## Start TEXT PROVIDED

AMD made some impressive quality jumps a few months ago when they re-introduced B-frames to their H.264/AVC hardware encoder. Now they went and did it again with AMF 1.4.26 by adding temporal Pre-Analysis, which detects scene changes and can better insert index frames where needed.
While this won’t help with real time streaming*, it’s another large boost for anybody doing video conversion. Before, we saw large dips during scene changes (Blue line). Now with Pre-Analysis enabled, those virtually go away (Orange line)!
Using the same Big Buck Bunny video as last time, we see great improvements. But let’s try with a clip that doesn’t really have a traditional scene change. I will use a video of Clara Griffith painting one of her absurd paintings. Still image from video:
Here we can see the new Pre-Analysis (Red) still does better overall.
What does Pre-Analysis do?

## End TEXT PROVIDED
## Start RECORDS FOR PROCESSING

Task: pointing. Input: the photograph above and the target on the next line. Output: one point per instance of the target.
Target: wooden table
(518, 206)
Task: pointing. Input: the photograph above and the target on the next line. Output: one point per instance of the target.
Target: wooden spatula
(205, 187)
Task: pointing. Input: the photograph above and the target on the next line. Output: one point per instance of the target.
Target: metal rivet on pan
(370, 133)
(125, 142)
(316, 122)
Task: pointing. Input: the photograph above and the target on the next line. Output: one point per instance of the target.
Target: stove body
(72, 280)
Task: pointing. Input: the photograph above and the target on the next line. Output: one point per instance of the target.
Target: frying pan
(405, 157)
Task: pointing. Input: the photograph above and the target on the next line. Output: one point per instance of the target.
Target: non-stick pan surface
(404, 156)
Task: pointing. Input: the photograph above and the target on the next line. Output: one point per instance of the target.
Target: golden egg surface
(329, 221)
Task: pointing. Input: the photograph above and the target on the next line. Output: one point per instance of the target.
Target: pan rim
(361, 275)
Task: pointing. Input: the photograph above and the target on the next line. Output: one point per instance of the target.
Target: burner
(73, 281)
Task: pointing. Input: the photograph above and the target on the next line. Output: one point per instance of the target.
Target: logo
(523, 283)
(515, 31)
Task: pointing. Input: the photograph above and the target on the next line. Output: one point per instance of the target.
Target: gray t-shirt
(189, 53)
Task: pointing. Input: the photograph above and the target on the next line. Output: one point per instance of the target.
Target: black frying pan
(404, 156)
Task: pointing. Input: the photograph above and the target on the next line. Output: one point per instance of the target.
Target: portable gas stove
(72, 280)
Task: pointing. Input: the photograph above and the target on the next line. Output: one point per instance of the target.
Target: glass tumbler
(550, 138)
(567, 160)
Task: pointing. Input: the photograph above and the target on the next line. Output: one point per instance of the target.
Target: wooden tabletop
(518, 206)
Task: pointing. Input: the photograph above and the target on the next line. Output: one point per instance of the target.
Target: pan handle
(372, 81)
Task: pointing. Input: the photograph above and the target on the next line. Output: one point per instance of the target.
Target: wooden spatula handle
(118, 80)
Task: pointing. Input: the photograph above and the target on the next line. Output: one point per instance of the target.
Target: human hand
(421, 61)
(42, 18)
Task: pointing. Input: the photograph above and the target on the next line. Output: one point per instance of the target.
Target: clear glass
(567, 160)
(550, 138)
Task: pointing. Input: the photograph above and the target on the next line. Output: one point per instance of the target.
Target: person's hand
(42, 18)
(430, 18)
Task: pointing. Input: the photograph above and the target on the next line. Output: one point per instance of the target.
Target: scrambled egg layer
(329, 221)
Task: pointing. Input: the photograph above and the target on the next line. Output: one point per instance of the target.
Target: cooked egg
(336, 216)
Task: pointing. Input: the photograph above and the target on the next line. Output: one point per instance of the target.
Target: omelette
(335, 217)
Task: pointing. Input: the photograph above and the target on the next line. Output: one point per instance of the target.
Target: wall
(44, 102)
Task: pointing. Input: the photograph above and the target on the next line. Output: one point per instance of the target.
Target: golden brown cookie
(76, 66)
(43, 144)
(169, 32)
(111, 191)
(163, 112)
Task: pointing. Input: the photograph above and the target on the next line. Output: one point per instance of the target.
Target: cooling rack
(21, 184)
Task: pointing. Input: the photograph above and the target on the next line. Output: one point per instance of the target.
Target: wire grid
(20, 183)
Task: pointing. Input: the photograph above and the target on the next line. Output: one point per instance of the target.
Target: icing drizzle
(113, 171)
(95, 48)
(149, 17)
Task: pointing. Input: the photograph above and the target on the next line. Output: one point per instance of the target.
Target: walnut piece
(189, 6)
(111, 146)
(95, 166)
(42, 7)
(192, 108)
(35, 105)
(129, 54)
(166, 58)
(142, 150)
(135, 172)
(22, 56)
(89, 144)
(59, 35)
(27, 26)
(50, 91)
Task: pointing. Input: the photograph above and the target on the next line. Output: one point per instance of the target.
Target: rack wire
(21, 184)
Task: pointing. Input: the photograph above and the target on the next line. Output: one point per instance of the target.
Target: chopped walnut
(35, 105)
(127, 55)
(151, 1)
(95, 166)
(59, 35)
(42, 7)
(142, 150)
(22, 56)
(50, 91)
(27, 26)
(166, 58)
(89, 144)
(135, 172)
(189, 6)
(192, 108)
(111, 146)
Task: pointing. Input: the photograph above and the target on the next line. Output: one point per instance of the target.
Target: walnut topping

## End RECORDS FOR PROCESSING

TASKS TO PERFORM:
**A.** Copy the passage of the AMD encoder text that begins at the words "AMD made some" and stops after "away (Orange line)!".
**B.** Report every line of the listing that contains the word "frying".

SOLUTIONS FOR EACH TASK:
**A.**
AMD made some impressive quality jumps a few months ago when they re-introduced B-frames to their H.264/AVC hardware encoder. Now they went and did it again with AMF 1.4.26 by adding temporal Pre-Analysis, which detects scene changes and can better insert index frames where needed.
While this won’t help with real time streaming*, it’s another large boost for anybody doing video conversion. Before, we saw large dips during scene changes (Blue line). Now with Pre-Analysis enabled, those virtually go away (Orange line)!

**B.**
Target: frying pan
Target: black frying pan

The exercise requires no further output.